## To be done
Put the listing, from the line containing "Target: highway road" through the end of the listing, inclusive, into a two-column CSV with the headers instruction and response. Give one row per instruction, with its text and its answer each in a single quoted field and line breaks replaced by spaces.

## Material to process
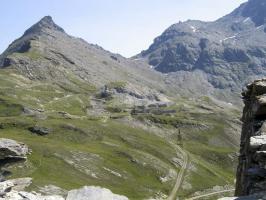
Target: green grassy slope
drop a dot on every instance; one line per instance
(83, 149)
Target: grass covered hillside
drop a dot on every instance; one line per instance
(77, 138)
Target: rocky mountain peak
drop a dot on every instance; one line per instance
(254, 10)
(46, 23)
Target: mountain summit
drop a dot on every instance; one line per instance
(46, 23)
(256, 10)
(226, 53)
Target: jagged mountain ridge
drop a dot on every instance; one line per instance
(46, 52)
(227, 53)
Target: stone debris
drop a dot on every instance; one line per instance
(12, 149)
(251, 173)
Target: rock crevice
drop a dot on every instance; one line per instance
(251, 173)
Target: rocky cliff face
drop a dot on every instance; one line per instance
(228, 53)
(251, 174)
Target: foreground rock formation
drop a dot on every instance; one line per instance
(13, 190)
(251, 173)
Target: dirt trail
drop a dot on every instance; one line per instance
(211, 194)
(180, 177)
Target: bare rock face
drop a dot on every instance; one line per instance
(95, 193)
(12, 149)
(251, 174)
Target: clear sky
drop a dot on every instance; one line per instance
(120, 26)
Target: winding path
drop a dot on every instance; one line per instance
(210, 194)
(180, 177)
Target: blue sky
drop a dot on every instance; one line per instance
(121, 26)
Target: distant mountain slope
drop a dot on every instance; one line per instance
(91, 117)
(226, 53)
(46, 52)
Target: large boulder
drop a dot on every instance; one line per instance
(93, 193)
(12, 149)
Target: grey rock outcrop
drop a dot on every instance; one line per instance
(42, 131)
(95, 193)
(12, 149)
(251, 173)
(229, 52)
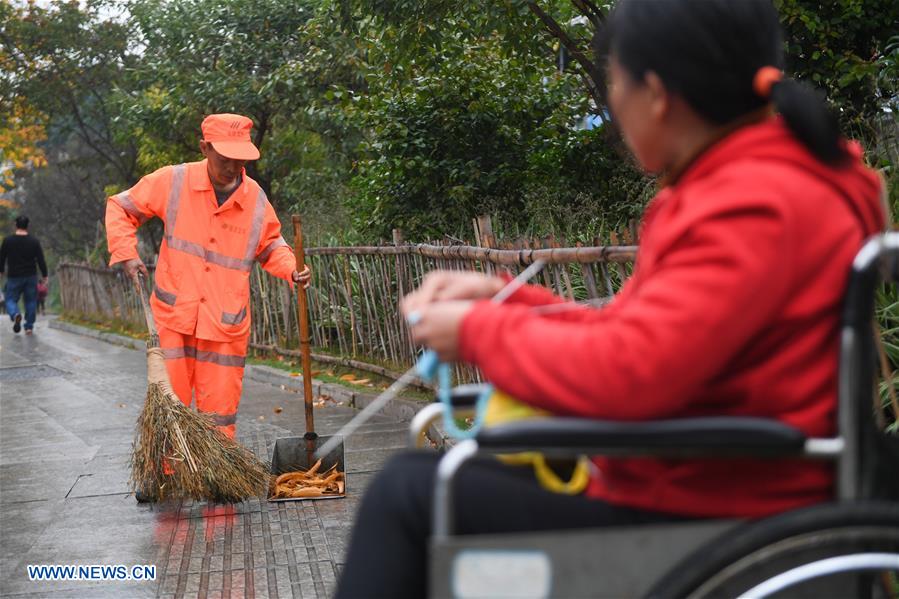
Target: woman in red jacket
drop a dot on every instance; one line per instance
(732, 309)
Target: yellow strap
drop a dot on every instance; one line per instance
(547, 477)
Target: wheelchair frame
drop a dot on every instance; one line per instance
(617, 550)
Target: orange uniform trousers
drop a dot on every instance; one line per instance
(211, 372)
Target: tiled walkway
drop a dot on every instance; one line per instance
(68, 405)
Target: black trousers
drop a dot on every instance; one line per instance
(387, 556)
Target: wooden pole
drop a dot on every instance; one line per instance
(303, 320)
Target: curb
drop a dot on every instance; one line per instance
(401, 409)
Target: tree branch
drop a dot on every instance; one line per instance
(587, 66)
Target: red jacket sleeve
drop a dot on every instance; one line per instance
(653, 349)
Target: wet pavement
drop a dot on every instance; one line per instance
(68, 405)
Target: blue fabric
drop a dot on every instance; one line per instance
(16, 287)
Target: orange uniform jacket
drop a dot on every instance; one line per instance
(202, 277)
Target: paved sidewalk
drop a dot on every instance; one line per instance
(68, 405)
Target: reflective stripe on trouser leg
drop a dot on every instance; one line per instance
(178, 350)
(218, 380)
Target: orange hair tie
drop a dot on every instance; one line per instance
(764, 80)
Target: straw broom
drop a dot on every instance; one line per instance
(204, 464)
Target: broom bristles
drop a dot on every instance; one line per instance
(205, 464)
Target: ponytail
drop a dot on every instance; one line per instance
(810, 120)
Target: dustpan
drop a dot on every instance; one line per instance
(299, 453)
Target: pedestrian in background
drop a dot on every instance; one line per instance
(20, 257)
(43, 289)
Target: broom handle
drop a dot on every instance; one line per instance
(145, 306)
(303, 320)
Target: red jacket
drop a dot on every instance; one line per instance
(733, 309)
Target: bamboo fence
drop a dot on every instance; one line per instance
(355, 293)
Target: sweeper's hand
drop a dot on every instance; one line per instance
(304, 277)
(446, 285)
(134, 266)
(437, 327)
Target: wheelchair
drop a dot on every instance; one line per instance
(845, 548)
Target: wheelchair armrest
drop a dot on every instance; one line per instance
(466, 396)
(712, 436)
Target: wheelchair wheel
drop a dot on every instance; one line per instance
(833, 550)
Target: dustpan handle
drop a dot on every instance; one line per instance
(153, 341)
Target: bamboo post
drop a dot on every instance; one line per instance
(303, 318)
(484, 235)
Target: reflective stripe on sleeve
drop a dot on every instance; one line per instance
(171, 212)
(164, 296)
(264, 254)
(222, 419)
(230, 318)
(175, 353)
(256, 228)
(124, 200)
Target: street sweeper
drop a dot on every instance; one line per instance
(218, 223)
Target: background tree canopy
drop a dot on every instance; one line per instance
(370, 114)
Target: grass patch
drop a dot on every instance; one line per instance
(118, 327)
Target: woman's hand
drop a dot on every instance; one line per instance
(437, 326)
(447, 285)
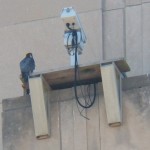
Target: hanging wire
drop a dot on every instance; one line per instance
(87, 100)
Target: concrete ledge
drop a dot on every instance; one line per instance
(16, 103)
(136, 82)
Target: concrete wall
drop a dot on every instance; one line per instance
(114, 28)
(69, 130)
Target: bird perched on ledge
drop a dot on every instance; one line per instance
(27, 65)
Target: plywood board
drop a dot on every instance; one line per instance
(64, 78)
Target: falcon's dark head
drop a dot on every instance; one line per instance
(29, 55)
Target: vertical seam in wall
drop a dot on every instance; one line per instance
(142, 48)
(124, 29)
(103, 55)
(59, 119)
(73, 124)
(86, 130)
(99, 123)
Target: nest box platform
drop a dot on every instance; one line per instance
(91, 73)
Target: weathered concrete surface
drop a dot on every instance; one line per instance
(146, 37)
(133, 2)
(111, 4)
(16, 11)
(46, 43)
(71, 131)
(1, 144)
(113, 28)
(134, 39)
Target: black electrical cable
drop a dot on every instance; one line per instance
(88, 101)
(87, 105)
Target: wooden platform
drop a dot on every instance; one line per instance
(64, 78)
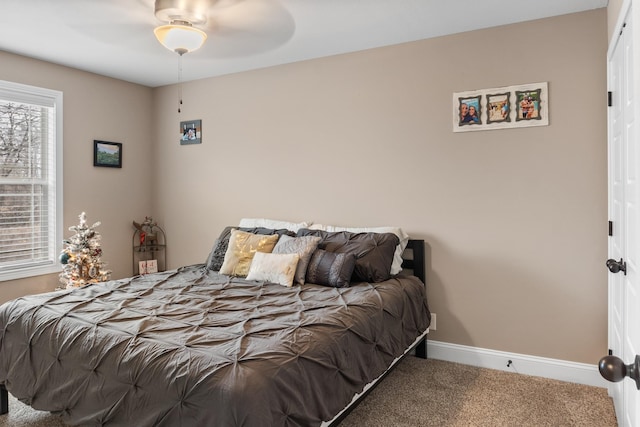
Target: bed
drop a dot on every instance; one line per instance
(193, 346)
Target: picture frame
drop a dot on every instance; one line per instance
(501, 108)
(107, 154)
(191, 132)
(469, 110)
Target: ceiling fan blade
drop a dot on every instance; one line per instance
(239, 28)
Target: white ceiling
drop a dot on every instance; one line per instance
(115, 37)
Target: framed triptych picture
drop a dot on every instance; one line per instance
(501, 108)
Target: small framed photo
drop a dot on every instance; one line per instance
(469, 111)
(498, 108)
(107, 154)
(528, 104)
(191, 132)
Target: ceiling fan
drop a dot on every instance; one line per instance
(232, 27)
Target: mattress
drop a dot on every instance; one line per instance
(193, 347)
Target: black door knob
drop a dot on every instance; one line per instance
(613, 369)
(617, 266)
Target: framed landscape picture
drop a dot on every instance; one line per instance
(191, 132)
(107, 154)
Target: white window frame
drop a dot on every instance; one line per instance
(32, 94)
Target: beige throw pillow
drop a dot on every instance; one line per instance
(241, 250)
(273, 268)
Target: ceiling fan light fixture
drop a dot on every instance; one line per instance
(180, 37)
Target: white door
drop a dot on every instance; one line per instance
(624, 212)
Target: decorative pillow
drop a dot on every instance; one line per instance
(330, 268)
(303, 246)
(273, 268)
(242, 248)
(273, 223)
(396, 266)
(374, 251)
(216, 256)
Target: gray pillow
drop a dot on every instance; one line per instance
(330, 268)
(303, 246)
(374, 251)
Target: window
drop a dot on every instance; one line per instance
(30, 180)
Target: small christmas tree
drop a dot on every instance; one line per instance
(81, 256)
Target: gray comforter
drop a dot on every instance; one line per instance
(190, 347)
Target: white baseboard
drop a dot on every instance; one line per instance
(556, 369)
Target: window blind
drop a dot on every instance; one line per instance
(30, 181)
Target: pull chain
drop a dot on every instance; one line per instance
(179, 84)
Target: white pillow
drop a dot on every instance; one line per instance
(396, 265)
(273, 224)
(274, 268)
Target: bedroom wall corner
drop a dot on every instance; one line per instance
(513, 219)
(94, 107)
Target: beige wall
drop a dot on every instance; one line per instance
(515, 220)
(94, 107)
(613, 10)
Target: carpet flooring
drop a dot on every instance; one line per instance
(437, 393)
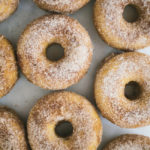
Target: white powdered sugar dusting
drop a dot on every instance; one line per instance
(131, 32)
(11, 135)
(129, 142)
(58, 107)
(56, 29)
(7, 61)
(124, 69)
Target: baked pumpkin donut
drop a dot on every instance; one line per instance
(8, 68)
(129, 142)
(61, 6)
(7, 7)
(116, 31)
(60, 107)
(71, 36)
(113, 77)
(12, 134)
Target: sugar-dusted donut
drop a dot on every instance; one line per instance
(8, 68)
(56, 108)
(116, 31)
(61, 6)
(45, 31)
(12, 134)
(7, 7)
(129, 142)
(111, 80)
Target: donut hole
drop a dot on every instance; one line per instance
(54, 52)
(64, 129)
(131, 13)
(132, 90)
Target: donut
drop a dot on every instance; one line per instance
(12, 134)
(45, 31)
(129, 142)
(56, 108)
(112, 78)
(8, 68)
(116, 31)
(7, 7)
(61, 6)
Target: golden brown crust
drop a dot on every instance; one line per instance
(115, 31)
(8, 67)
(129, 141)
(54, 29)
(12, 133)
(7, 8)
(109, 90)
(61, 6)
(59, 106)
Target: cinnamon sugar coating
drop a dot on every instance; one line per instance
(129, 142)
(116, 31)
(7, 7)
(57, 107)
(12, 134)
(61, 6)
(8, 68)
(71, 36)
(110, 83)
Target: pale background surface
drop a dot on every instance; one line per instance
(24, 95)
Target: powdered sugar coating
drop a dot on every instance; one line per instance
(12, 136)
(129, 142)
(55, 29)
(109, 90)
(123, 35)
(63, 6)
(56, 107)
(7, 7)
(8, 68)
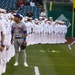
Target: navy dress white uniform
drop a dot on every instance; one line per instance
(18, 32)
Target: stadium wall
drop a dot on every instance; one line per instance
(62, 11)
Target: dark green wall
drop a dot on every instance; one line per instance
(59, 9)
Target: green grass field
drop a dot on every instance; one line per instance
(50, 59)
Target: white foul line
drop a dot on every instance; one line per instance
(36, 70)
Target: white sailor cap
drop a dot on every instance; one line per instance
(50, 17)
(46, 19)
(30, 18)
(36, 19)
(40, 17)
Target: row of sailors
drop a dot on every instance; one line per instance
(39, 31)
(45, 31)
(8, 52)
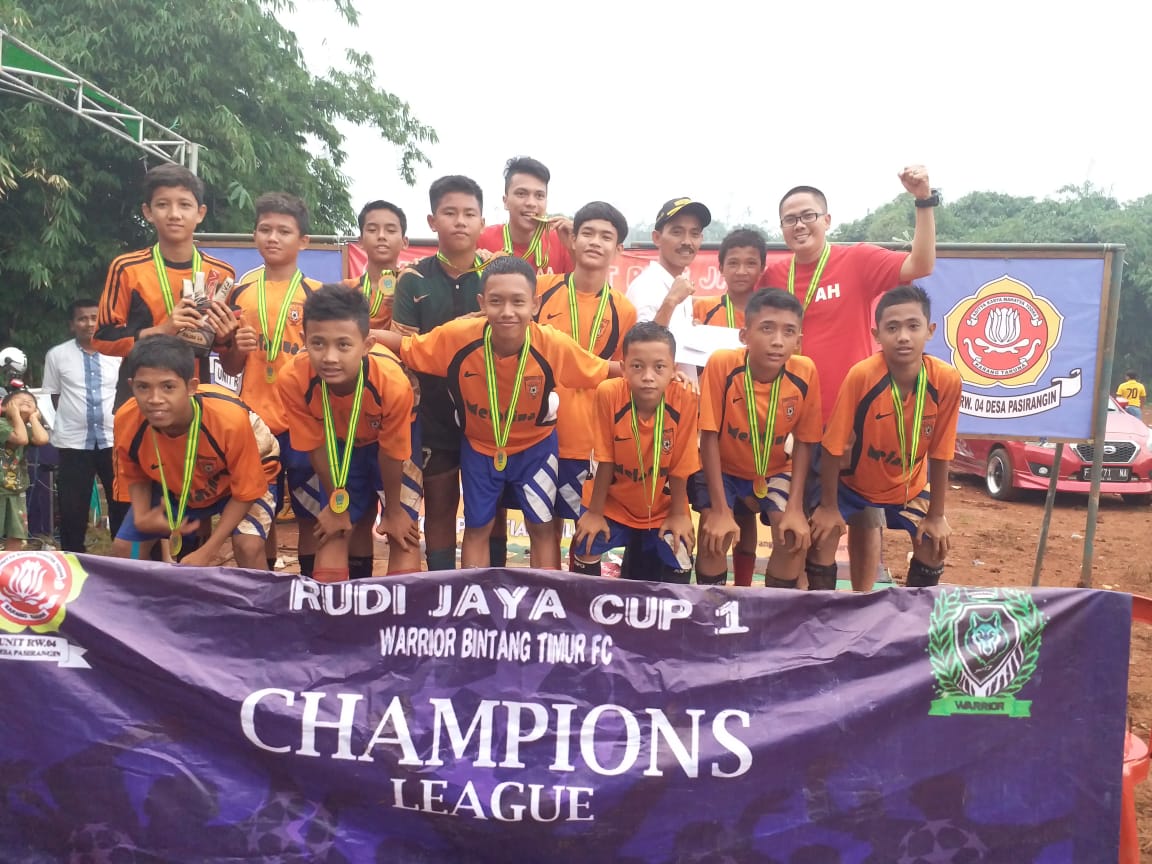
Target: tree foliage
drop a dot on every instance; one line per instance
(221, 73)
(1077, 214)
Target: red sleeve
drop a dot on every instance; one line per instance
(878, 267)
(839, 431)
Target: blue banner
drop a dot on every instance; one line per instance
(181, 714)
(1024, 334)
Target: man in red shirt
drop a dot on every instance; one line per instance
(839, 286)
(529, 234)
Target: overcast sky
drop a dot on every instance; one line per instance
(732, 101)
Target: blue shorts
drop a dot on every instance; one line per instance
(648, 540)
(530, 475)
(739, 491)
(907, 516)
(308, 495)
(256, 523)
(570, 487)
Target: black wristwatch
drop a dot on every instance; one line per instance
(932, 201)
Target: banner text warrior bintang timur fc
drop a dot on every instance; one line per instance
(219, 715)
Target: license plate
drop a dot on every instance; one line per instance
(1108, 475)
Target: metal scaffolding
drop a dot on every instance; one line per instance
(28, 73)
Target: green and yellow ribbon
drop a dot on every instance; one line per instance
(190, 448)
(161, 274)
(500, 433)
(574, 312)
(908, 455)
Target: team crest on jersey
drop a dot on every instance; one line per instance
(35, 589)
(1002, 336)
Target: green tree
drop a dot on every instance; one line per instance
(224, 74)
(1076, 214)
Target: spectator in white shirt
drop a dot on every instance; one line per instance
(664, 293)
(82, 384)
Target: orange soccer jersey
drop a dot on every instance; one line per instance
(864, 419)
(380, 297)
(680, 456)
(714, 311)
(386, 407)
(260, 395)
(133, 300)
(576, 407)
(724, 410)
(455, 350)
(232, 460)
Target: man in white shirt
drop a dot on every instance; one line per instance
(664, 293)
(82, 384)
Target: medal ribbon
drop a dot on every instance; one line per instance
(477, 266)
(574, 312)
(275, 340)
(657, 447)
(366, 285)
(816, 275)
(490, 370)
(161, 274)
(338, 464)
(535, 245)
(190, 448)
(908, 455)
(762, 448)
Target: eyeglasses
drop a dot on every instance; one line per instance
(808, 217)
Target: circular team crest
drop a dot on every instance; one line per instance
(35, 588)
(1003, 334)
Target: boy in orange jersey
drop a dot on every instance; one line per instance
(143, 294)
(742, 256)
(502, 372)
(384, 236)
(645, 451)
(184, 454)
(528, 234)
(751, 400)
(350, 409)
(270, 303)
(586, 308)
(889, 442)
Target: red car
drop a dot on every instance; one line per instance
(1008, 467)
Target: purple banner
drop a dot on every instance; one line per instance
(182, 714)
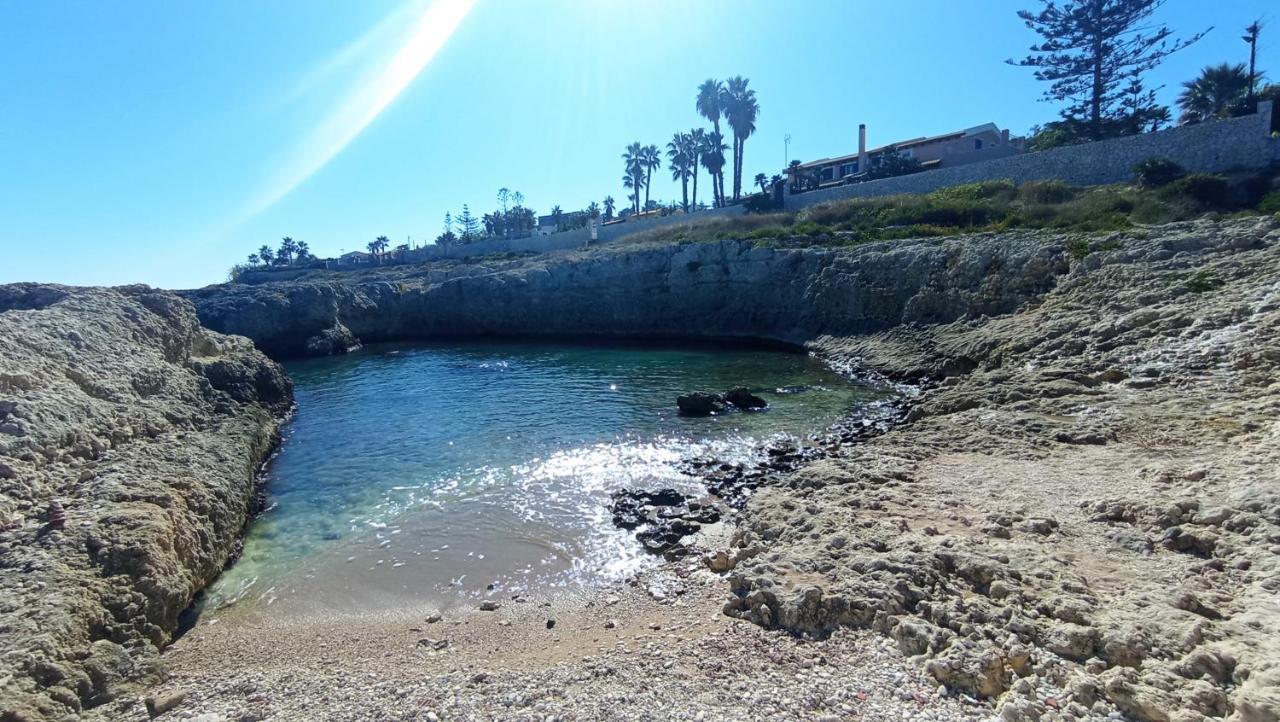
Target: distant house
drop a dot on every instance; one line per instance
(547, 223)
(356, 257)
(970, 145)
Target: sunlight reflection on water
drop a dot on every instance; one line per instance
(430, 473)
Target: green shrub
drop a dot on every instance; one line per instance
(1078, 247)
(1270, 202)
(918, 231)
(810, 228)
(1045, 192)
(976, 191)
(1157, 172)
(1202, 282)
(759, 202)
(1206, 190)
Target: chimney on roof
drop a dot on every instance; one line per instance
(862, 147)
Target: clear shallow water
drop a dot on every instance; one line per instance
(428, 473)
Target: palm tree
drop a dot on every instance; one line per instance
(634, 163)
(740, 109)
(632, 182)
(378, 245)
(284, 256)
(1217, 92)
(713, 160)
(680, 160)
(652, 163)
(709, 108)
(696, 145)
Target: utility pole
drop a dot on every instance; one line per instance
(1251, 36)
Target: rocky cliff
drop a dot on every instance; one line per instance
(1082, 520)
(728, 288)
(129, 444)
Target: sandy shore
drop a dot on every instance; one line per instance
(659, 648)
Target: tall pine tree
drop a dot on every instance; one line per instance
(1093, 53)
(469, 225)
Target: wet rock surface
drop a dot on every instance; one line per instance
(129, 443)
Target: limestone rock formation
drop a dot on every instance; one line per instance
(129, 444)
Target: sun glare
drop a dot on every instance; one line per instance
(364, 103)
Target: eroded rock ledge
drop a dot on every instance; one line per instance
(149, 432)
(1088, 520)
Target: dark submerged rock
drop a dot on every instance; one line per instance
(700, 403)
(745, 400)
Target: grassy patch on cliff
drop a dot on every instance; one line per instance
(977, 208)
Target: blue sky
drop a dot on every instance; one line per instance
(160, 142)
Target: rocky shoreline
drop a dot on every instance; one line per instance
(129, 446)
(1078, 519)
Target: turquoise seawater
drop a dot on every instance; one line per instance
(428, 473)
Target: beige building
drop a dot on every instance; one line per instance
(970, 145)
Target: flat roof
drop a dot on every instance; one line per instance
(901, 145)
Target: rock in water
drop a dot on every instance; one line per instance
(700, 403)
(744, 400)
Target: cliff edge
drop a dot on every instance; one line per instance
(129, 444)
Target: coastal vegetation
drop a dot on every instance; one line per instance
(1093, 54)
(1161, 193)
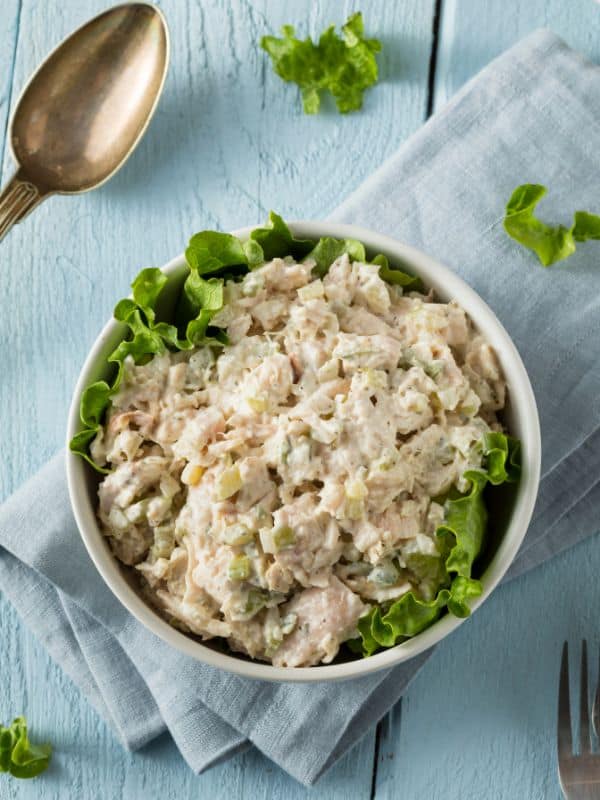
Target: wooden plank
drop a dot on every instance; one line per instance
(10, 33)
(473, 32)
(229, 142)
(479, 720)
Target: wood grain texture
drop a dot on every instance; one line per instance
(473, 32)
(229, 142)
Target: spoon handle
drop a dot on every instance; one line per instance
(17, 199)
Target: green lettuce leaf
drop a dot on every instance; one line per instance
(551, 243)
(328, 249)
(17, 755)
(396, 276)
(209, 252)
(343, 65)
(276, 241)
(461, 538)
(213, 258)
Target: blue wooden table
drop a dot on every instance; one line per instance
(228, 143)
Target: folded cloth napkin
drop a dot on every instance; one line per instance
(529, 116)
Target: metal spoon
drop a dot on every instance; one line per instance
(85, 109)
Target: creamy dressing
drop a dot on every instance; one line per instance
(270, 491)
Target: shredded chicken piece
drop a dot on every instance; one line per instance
(270, 491)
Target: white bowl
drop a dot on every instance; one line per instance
(521, 417)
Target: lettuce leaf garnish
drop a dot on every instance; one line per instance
(17, 755)
(212, 258)
(343, 65)
(461, 539)
(551, 243)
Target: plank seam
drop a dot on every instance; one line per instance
(12, 84)
(435, 34)
(378, 735)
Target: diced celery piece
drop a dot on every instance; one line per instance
(384, 574)
(164, 542)
(313, 291)
(288, 623)
(275, 539)
(228, 483)
(355, 509)
(192, 474)
(355, 489)
(283, 537)
(256, 599)
(239, 568)
(237, 535)
(258, 403)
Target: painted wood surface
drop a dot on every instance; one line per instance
(228, 143)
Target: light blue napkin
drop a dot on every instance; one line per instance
(530, 116)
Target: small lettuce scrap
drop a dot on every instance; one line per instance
(343, 65)
(17, 755)
(212, 259)
(461, 539)
(551, 243)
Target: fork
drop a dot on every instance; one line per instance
(579, 773)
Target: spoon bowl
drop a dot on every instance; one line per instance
(85, 109)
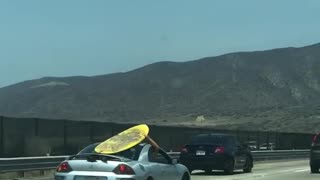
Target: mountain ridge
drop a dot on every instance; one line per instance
(227, 90)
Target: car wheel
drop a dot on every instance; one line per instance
(208, 171)
(229, 166)
(314, 169)
(248, 166)
(190, 170)
(185, 177)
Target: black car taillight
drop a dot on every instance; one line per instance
(184, 150)
(219, 150)
(64, 167)
(123, 169)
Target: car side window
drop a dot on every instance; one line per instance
(158, 156)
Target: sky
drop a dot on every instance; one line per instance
(61, 38)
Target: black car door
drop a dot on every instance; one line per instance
(240, 155)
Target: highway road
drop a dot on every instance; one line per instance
(277, 170)
(290, 170)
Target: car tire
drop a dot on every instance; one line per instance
(208, 171)
(185, 177)
(229, 166)
(248, 166)
(314, 169)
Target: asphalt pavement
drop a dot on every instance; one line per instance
(290, 170)
(277, 170)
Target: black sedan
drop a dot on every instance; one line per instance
(216, 152)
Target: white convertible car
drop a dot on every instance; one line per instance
(138, 163)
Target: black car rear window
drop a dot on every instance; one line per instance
(212, 139)
(132, 153)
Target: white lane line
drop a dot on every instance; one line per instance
(302, 170)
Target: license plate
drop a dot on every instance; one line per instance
(90, 178)
(200, 153)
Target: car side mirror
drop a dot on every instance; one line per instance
(175, 161)
(245, 146)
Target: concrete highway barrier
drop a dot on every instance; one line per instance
(20, 167)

## Finished task
instruction,response
"Target: highway road drop a dot on every instance; one line per instance","(277, 170) (290, 170)"
"Target: car tire drop a dot on every instance; one line per instance","(208, 171) (185, 177) (229, 166) (248, 166) (314, 169)"
"Target: asphalt pavement drop a dot on every instance; one line per instance","(290, 170) (277, 170)"
"Target: black sedan drop a dot on every instance; one line per instance","(216, 152)"
"Target: white convertible car drop a dot on every instance; one line per instance","(138, 163)"
"Target: black car rear window drop a dot on every instance; one line per instance","(212, 139) (132, 153)"
"Target: white lane line drop a dot on every instance; one line per instance","(302, 170)"
"Target: license plate drop a dot on every instance; one line per instance","(90, 178) (200, 153)"
"Target: car side mirror drop a dot on every instance; one line per instance","(175, 161) (245, 146)"
"Target: concrete highway barrier drop a dot on every instance; one line per instance","(20, 167)"